Auf Objekte in Fotos zeigen

::::::::

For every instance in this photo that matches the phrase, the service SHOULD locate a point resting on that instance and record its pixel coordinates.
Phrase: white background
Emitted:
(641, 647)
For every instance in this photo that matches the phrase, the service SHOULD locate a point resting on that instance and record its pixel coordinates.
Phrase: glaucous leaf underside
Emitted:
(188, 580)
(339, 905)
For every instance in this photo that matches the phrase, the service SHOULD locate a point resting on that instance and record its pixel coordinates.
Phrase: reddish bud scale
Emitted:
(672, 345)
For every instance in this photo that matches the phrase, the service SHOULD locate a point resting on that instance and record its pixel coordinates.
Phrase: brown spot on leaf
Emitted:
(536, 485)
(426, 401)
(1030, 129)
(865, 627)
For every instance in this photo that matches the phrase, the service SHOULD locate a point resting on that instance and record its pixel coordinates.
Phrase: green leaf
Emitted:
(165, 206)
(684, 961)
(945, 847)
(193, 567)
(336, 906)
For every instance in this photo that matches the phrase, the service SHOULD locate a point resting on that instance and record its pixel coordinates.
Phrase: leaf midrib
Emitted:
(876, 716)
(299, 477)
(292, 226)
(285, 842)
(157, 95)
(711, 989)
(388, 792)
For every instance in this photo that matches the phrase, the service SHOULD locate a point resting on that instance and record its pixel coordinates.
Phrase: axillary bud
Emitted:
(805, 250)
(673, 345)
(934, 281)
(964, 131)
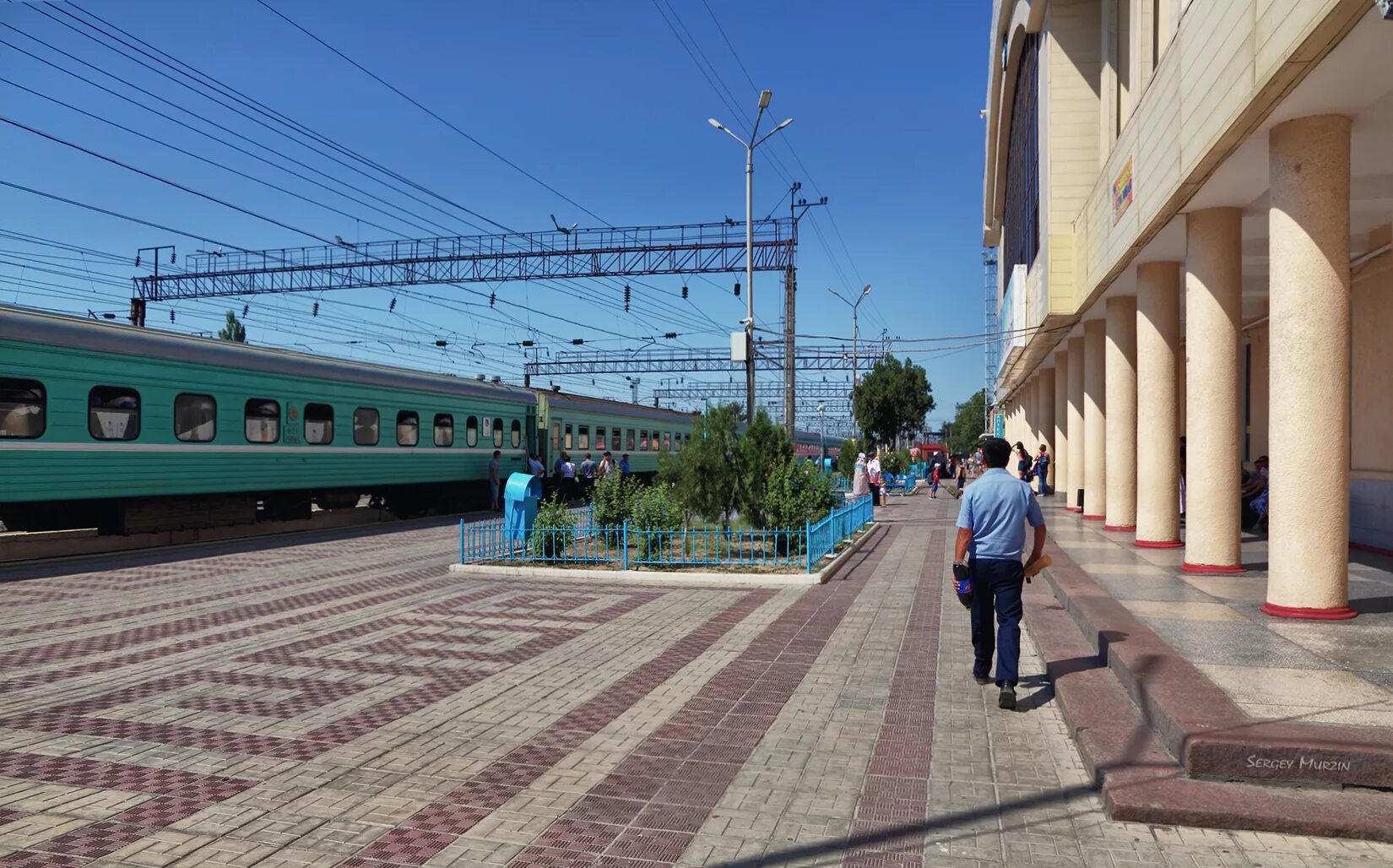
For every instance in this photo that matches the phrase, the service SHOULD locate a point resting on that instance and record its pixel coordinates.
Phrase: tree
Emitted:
(962, 435)
(708, 469)
(764, 446)
(233, 330)
(892, 400)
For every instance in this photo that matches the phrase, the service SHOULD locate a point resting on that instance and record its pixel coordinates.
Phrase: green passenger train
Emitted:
(131, 430)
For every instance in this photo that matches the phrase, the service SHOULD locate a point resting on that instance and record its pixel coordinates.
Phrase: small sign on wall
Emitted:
(1122, 191)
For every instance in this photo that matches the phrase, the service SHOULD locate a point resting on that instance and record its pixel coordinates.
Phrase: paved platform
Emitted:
(1273, 669)
(343, 700)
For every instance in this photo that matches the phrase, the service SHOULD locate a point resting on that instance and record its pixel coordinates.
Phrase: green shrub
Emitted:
(613, 499)
(553, 529)
(656, 507)
(848, 458)
(795, 495)
(895, 462)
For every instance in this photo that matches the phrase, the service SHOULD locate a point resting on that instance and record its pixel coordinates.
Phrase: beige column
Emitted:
(1120, 388)
(1076, 422)
(1059, 446)
(1095, 424)
(1309, 524)
(1157, 405)
(1045, 404)
(1213, 294)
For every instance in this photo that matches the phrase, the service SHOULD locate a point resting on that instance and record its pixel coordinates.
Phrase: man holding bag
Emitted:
(988, 553)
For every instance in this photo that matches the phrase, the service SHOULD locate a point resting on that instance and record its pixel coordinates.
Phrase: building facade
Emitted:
(1191, 203)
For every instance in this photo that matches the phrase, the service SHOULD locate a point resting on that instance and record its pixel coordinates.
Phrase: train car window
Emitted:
(319, 424)
(261, 421)
(366, 426)
(409, 428)
(195, 418)
(23, 409)
(445, 430)
(113, 413)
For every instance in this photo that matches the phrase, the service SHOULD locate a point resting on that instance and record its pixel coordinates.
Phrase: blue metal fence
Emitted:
(628, 546)
(839, 524)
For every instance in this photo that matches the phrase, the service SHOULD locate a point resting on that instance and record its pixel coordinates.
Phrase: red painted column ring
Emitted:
(1335, 613)
(1212, 569)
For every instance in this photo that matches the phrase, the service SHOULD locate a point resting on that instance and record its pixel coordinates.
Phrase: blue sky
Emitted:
(602, 102)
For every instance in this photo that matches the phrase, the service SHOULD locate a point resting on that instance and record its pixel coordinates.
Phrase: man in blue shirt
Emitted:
(990, 540)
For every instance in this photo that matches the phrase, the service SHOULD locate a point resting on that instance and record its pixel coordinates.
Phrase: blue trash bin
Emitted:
(521, 496)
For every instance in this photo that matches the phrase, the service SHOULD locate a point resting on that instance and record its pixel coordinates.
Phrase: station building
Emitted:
(1191, 203)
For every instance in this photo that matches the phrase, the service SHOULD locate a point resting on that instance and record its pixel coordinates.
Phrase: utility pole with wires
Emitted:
(137, 302)
(797, 208)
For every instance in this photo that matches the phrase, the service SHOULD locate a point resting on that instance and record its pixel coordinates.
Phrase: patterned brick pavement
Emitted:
(344, 701)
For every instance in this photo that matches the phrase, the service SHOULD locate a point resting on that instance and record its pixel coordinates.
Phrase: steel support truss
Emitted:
(767, 357)
(580, 252)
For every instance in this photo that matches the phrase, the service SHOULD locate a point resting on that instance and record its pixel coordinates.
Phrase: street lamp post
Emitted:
(854, 336)
(750, 240)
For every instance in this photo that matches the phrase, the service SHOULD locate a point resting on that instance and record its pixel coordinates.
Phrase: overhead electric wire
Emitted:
(261, 107)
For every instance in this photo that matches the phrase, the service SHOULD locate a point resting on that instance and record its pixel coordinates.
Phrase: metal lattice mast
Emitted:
(990, 302)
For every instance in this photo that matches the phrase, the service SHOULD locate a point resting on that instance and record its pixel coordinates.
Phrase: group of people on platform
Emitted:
(572, 480)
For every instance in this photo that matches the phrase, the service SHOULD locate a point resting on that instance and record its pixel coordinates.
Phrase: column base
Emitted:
(1211, 569)
(1335, 613)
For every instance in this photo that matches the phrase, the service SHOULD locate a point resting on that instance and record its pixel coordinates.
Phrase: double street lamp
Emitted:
(854, 336)
(750, 240)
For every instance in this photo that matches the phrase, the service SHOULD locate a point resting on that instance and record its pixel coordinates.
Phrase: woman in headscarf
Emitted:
(861, 484)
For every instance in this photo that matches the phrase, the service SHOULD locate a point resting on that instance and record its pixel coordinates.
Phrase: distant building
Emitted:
(1191, 207)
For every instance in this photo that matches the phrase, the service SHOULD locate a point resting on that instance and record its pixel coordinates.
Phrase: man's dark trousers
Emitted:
(996, 591)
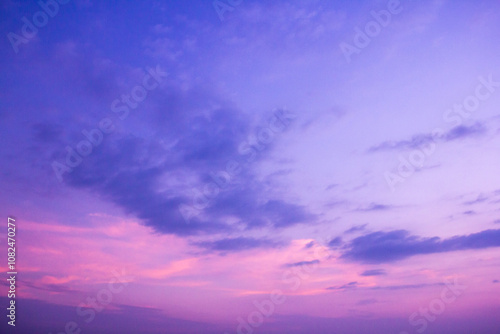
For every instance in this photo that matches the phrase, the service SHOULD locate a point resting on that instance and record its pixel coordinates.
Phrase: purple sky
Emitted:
(242, 166)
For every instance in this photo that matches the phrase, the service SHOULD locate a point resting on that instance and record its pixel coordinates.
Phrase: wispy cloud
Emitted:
(374, 272)
(380, 247)
(417, 141)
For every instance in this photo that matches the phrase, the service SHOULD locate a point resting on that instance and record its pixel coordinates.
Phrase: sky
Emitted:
(247, 166)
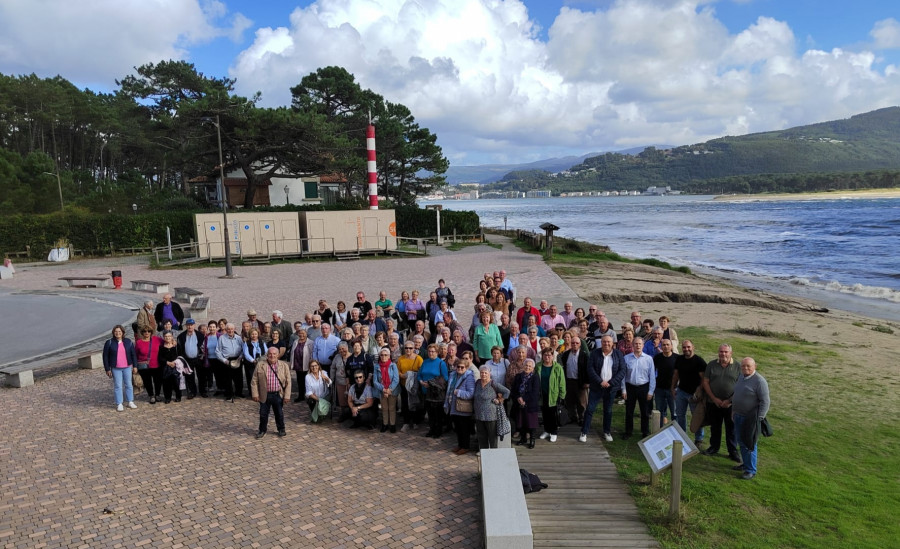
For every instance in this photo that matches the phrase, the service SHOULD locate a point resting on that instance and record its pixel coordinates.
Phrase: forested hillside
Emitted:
(826, 152)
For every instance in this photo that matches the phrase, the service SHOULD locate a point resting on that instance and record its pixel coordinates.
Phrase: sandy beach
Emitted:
(829, 195)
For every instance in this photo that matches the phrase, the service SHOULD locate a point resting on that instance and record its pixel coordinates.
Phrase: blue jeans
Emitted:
(748, 455)
(682, 402)
(665, 402)
(594, 398)
(122, 377)
(276, 403)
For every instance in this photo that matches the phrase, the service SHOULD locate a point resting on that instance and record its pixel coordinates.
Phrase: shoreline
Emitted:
(825, 195)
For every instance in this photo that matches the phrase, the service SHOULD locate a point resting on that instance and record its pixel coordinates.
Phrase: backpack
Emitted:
(531, 482)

::::::::

• Aufgabe: Nenne jede Zeile der Auflistung oben, die das Wort "green" enthält.

• Die Antwort:
Phrase: green leaf
Phrase: green passenger train
Phrase: green shrub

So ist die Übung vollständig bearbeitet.